++++ PROVIDED RECORDS ++++

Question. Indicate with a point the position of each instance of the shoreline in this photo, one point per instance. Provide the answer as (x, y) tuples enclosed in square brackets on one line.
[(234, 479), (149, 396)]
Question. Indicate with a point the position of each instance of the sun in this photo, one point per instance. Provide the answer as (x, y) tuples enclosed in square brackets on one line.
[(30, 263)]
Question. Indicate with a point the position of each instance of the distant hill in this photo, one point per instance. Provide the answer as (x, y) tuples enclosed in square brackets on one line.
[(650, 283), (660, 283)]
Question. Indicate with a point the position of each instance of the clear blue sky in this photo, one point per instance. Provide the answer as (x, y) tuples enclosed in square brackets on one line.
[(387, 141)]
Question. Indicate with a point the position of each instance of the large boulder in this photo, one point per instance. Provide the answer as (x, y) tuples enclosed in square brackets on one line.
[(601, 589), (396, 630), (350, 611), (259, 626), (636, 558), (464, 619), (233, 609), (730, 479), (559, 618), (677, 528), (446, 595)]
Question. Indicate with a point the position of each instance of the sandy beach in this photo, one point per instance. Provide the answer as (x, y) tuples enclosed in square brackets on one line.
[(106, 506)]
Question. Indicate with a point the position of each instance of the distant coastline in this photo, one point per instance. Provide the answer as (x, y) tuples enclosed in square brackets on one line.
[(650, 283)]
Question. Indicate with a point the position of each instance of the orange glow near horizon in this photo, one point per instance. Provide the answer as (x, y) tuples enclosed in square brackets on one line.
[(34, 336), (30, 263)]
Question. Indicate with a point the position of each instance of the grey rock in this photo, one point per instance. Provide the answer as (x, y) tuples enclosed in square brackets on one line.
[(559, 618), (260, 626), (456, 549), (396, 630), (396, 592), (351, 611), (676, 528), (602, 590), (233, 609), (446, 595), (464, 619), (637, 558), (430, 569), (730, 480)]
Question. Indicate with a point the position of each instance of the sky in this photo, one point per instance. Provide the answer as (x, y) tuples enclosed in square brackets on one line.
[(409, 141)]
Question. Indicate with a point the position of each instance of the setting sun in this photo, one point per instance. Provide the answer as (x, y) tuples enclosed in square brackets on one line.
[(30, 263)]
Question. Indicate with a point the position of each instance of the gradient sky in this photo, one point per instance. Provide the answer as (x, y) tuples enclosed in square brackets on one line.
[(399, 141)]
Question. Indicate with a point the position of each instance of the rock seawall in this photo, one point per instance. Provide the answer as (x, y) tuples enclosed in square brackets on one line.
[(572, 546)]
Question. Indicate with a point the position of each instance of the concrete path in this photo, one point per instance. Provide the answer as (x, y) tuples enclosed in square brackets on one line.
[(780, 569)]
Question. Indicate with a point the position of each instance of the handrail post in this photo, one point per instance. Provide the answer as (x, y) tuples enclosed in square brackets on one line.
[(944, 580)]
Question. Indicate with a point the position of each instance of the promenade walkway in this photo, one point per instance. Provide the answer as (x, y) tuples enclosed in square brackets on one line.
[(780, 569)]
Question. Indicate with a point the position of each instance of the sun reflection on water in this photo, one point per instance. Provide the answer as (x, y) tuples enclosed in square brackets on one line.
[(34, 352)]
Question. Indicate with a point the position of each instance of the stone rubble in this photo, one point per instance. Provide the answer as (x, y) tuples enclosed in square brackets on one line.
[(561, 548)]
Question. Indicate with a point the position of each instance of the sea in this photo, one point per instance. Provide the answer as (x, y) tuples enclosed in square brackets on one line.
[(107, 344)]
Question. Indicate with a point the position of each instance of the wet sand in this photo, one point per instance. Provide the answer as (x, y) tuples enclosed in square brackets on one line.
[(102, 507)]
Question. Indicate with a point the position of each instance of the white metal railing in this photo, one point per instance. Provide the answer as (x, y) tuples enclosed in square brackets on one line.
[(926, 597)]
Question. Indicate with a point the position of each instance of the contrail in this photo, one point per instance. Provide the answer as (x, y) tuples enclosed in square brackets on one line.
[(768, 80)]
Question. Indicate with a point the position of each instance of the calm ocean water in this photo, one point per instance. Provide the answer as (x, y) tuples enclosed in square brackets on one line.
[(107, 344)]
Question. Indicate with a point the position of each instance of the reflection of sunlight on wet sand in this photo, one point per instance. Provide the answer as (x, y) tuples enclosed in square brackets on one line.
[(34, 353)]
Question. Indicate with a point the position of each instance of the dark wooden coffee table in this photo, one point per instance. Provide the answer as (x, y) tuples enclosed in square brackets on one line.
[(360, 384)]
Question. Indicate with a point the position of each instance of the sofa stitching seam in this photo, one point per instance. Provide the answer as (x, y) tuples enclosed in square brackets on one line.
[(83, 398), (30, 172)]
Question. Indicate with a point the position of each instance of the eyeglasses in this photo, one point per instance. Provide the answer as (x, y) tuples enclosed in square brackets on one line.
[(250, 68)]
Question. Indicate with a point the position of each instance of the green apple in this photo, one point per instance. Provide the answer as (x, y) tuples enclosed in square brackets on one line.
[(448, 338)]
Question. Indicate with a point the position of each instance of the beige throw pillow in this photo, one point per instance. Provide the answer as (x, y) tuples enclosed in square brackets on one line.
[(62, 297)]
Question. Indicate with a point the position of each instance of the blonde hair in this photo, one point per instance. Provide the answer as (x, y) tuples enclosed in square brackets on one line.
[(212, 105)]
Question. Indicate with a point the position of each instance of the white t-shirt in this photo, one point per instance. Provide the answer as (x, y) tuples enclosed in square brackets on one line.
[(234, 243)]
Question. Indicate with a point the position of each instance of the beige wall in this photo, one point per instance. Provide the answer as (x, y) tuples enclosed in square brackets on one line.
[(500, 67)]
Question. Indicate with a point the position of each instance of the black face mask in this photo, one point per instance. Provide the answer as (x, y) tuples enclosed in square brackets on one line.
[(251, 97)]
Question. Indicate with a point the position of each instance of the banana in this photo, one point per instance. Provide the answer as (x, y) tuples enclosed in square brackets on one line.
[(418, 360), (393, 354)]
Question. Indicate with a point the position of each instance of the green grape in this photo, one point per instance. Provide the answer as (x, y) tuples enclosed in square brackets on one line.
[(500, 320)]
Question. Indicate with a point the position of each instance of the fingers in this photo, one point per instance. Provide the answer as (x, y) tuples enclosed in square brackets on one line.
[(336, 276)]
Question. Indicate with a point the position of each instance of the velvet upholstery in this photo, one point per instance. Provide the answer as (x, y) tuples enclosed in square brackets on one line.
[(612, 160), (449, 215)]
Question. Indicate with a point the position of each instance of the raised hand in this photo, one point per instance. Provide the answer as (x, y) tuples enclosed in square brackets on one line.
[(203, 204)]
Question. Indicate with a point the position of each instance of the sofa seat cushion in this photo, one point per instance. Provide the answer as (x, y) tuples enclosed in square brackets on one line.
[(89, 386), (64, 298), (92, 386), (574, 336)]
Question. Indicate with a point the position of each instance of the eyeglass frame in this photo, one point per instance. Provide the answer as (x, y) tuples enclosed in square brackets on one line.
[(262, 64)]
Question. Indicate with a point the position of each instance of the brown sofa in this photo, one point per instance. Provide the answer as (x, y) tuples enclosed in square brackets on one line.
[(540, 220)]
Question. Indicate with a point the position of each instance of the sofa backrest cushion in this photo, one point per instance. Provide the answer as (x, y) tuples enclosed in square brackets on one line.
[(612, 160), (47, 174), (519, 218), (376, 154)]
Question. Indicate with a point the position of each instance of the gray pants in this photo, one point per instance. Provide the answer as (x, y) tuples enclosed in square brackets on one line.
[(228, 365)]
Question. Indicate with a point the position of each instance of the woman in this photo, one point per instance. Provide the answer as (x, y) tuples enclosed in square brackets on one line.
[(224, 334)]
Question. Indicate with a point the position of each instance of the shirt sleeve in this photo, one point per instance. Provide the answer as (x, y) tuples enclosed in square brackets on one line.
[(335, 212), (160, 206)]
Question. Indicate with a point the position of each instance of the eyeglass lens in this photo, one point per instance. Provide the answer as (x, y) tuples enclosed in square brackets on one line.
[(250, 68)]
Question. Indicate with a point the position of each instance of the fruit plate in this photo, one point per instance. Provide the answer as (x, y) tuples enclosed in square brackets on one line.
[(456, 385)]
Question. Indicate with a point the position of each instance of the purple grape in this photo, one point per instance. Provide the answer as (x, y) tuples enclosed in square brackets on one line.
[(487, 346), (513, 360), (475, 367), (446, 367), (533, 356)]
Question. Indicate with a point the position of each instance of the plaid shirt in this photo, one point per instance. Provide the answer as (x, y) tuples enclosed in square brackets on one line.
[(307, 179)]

++++
++++ PROVIDED RECORDS ++++

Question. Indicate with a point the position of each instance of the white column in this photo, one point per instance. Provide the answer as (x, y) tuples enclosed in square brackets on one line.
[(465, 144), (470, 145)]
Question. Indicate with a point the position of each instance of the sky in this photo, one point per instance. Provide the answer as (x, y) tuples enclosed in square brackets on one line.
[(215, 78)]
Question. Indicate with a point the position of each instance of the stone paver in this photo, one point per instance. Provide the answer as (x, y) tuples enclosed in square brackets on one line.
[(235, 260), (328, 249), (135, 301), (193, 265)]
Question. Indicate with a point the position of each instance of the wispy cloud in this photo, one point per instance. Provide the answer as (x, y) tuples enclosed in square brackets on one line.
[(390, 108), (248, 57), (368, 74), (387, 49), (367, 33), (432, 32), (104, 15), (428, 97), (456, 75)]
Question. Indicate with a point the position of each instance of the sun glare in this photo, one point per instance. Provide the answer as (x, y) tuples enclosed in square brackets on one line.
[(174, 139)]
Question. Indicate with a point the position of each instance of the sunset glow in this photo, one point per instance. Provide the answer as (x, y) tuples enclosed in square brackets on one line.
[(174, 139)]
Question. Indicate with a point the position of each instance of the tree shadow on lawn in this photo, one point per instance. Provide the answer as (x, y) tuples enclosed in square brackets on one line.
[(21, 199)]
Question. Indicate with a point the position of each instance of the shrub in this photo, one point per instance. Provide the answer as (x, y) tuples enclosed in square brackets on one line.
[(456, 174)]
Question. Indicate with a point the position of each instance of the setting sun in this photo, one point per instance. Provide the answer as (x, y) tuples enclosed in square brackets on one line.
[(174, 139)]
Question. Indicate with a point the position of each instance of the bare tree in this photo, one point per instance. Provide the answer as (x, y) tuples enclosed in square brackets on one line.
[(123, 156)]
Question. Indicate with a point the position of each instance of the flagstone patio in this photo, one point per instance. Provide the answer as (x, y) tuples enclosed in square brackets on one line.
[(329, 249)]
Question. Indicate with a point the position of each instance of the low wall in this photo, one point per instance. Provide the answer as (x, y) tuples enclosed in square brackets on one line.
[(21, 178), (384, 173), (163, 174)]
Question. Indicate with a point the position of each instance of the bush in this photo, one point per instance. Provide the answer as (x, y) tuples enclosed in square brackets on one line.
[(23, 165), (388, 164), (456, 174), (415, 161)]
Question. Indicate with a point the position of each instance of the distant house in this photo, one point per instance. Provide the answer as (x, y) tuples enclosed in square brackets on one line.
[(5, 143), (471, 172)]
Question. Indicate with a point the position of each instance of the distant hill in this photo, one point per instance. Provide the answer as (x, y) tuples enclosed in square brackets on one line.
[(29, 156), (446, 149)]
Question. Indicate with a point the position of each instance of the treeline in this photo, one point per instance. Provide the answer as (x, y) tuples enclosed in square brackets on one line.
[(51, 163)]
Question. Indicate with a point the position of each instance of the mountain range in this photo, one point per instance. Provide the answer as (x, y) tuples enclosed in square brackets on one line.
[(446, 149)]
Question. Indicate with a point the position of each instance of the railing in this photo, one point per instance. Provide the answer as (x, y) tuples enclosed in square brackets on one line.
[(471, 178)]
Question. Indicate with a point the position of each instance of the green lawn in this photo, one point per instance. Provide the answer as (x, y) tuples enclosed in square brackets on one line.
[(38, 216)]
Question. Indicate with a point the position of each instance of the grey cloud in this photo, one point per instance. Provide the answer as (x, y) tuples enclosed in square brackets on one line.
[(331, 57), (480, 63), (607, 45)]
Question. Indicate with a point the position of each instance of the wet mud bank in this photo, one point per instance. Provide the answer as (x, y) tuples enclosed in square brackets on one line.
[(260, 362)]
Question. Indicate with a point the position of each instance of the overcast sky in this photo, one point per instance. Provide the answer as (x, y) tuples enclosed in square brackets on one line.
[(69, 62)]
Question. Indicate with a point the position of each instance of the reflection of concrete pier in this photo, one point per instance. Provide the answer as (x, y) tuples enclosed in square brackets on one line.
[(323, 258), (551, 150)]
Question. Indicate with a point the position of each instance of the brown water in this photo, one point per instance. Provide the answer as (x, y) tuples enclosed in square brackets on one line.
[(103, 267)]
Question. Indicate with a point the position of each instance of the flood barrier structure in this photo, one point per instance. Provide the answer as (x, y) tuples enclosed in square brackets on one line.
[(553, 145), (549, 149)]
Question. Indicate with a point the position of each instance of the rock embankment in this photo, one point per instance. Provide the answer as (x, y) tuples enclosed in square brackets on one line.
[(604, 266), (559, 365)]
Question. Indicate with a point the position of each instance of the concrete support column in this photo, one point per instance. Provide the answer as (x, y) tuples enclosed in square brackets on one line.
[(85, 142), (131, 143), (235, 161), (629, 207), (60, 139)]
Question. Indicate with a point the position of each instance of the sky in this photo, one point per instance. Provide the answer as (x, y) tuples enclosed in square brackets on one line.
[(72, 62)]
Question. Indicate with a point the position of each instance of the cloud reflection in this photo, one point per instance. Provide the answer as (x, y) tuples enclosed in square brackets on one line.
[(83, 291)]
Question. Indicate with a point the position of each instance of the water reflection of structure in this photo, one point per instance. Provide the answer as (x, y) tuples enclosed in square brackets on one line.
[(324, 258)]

++++

=== WHAT IS REQUIRED ===
Can you extract the lines above, word for word, from the line containing "of the railing" to the line containing "[(471, 178)]", with both of those lines included?

=== TASK SOLUTION ===
Question. Indicate with a point the position of each instance of the railing in this photo, one point per instance. Provide the answer as (x, y) tuples enclosed in square brackets on one line.
[(471, 178)]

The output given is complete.